• [TASKS TO PERFORM]:
1. Please render this sentence from the article on Kosovo into Spanish: "No American Secretary of State ever replied to this concerned Senator."
2. Rewrite the stretch of the article on Kosovo from "No American Secretary" through "visit to Pristina.", substituting "Prishtina" for "Pristina".

• [PASSAGE SHOWN]:

===============

09 July 2007

Independence: Kosovo Albanian Criminal Enterprise

SERBIANNA (USA), February 11, 2007 By M. Bozinovich

 

On June 23, 1999, Iowa Senator Charles Grassley introduced a Senate bill, S. 1271, frustratingly named Most Favored Rogue States Act of 1999 in which the distinguished Senator demanded, among other things, that "Not later than 60 days after the date of the enactment of this Act, the Secretary of State shall submit to Congress a report on the drug trafficking activities of the Kosovo Liberation Army (KLA). The report shall be submitted in unclassified form, but may include a classified annex."

 

No American Secretary of State ever replied to this concerned Senator.

 

Albright and the KLA leader Hasim Taci hugging one another during Albright's visit to Pristina.

 

That spring, Senator Grassley then followed the inaction of the Secretary of State Madeleine Albright by sending a letter to President Clinton requesting an assessment of KLA drug trafficking to which Clinton responded, in a letter, in which this President said that neither CIA nor the DEA "has any intelligence that indicates the KLA has either been engaged in other criminal activity or has direct links to any organized crime groups," and promised to monitor Albanian narcotics distribution in the future!

 

In a sworn testimony before the Congress in December of 2000, however, Assistant Director of Interpol's Criminal Intelligence Directorate, Ralf Mutschke, stated that Clinton's State Department, well before Grassley made inquiries about Albanian narco-politics, had "listed the KLA [in 1998] as a terrorist organization, indicating that it was financing its operations with money from the international heroin trade and loans from Islamic countries and individuals, among them allegedly Osama bin Laden."

===============

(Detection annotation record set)
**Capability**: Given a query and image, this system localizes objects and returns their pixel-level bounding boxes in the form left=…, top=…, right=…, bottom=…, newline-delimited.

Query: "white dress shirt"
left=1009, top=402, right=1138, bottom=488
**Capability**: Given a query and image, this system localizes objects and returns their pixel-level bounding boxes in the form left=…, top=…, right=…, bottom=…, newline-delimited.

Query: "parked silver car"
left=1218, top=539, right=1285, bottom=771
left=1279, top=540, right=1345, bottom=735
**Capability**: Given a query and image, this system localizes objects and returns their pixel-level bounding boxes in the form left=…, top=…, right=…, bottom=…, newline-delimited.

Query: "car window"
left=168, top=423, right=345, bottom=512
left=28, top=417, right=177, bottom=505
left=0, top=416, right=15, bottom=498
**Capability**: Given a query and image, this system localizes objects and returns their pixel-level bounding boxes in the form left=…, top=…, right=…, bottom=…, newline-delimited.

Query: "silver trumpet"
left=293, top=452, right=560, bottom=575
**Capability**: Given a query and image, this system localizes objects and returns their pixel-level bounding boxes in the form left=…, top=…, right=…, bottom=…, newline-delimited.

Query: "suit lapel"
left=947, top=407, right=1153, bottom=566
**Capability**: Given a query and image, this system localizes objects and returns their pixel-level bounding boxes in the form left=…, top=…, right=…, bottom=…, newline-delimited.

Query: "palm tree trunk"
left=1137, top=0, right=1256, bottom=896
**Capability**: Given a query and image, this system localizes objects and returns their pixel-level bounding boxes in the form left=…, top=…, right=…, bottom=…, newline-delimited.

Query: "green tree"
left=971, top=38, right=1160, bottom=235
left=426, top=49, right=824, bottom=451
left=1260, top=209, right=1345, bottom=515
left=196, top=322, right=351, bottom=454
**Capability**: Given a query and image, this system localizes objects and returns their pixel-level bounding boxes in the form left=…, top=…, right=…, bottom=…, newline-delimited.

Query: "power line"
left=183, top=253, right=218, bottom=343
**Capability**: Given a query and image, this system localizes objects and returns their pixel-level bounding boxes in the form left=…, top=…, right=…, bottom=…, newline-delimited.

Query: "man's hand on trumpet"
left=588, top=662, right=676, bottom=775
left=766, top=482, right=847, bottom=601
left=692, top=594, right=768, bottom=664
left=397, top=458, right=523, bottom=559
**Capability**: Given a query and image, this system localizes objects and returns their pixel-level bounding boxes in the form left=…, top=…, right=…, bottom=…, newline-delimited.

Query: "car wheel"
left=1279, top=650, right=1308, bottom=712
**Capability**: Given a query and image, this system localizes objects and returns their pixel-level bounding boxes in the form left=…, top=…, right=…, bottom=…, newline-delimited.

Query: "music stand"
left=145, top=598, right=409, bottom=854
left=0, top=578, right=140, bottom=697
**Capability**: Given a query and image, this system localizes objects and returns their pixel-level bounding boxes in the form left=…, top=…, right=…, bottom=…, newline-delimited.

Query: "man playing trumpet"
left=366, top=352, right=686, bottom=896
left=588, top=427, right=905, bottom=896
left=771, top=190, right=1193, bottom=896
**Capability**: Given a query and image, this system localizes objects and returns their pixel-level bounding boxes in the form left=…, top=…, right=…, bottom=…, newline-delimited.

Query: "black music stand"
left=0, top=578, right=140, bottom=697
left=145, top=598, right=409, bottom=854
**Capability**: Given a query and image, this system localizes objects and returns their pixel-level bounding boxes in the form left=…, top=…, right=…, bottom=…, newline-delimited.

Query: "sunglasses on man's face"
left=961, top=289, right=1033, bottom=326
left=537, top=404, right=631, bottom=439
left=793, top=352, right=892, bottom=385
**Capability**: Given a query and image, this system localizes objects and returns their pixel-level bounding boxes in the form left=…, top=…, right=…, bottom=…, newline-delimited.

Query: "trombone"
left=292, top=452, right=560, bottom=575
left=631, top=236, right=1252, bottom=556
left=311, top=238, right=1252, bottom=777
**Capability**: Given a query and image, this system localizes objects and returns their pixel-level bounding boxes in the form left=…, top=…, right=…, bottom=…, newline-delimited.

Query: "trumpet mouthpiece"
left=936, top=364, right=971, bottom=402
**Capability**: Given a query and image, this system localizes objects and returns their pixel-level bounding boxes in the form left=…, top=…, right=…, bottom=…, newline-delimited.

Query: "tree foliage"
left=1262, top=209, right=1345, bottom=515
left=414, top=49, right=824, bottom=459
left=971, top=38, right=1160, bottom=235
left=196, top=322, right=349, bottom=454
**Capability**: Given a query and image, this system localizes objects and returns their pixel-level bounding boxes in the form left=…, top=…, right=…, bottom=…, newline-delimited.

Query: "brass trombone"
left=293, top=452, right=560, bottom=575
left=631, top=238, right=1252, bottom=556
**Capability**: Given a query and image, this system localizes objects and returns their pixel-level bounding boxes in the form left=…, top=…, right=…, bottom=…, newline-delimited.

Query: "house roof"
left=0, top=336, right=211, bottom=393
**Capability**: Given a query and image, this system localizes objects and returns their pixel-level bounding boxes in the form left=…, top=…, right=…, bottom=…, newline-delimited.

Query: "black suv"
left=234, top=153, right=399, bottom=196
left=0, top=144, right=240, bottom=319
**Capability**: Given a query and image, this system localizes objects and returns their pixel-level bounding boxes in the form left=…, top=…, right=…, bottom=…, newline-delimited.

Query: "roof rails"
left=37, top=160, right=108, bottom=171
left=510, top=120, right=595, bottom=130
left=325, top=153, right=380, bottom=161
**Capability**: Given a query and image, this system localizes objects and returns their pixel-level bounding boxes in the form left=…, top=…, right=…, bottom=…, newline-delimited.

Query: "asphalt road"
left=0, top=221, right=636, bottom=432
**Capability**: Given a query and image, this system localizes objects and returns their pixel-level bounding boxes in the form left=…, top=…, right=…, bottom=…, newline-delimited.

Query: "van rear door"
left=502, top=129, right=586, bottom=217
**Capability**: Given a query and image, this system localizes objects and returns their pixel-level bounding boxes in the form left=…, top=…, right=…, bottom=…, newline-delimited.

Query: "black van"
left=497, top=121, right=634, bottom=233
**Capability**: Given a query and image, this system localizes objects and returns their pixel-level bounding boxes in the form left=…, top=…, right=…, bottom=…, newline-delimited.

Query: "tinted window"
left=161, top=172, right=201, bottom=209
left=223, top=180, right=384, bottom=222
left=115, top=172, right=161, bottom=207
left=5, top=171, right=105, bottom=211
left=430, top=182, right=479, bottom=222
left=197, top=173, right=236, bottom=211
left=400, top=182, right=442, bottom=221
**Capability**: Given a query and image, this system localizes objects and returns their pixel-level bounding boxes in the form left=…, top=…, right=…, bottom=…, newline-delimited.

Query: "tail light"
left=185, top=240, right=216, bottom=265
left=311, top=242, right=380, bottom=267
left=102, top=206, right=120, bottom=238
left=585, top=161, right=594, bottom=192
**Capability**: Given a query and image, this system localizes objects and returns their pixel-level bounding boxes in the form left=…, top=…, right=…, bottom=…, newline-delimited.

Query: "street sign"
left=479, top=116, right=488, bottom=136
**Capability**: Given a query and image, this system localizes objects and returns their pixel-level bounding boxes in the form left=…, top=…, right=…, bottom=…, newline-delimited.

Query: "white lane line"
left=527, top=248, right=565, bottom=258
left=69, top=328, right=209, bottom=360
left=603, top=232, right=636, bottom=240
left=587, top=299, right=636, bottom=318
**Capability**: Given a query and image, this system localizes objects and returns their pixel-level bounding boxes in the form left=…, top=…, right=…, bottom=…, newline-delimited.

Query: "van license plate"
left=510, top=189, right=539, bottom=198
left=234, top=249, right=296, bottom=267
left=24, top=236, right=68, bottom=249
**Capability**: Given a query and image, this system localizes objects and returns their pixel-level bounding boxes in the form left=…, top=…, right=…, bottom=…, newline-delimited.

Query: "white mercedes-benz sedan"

===============

• [SOLUTIONS PER TASK]:
1. Ningún secretario de Estado estadounidense respondió jamás a este senador preocupado.

2.
No American Secretary of State ever replied to this concerned Senator.

 

Albright and the KLA leader Hasim Taci hugging one another during Albright's visit to Prishtina.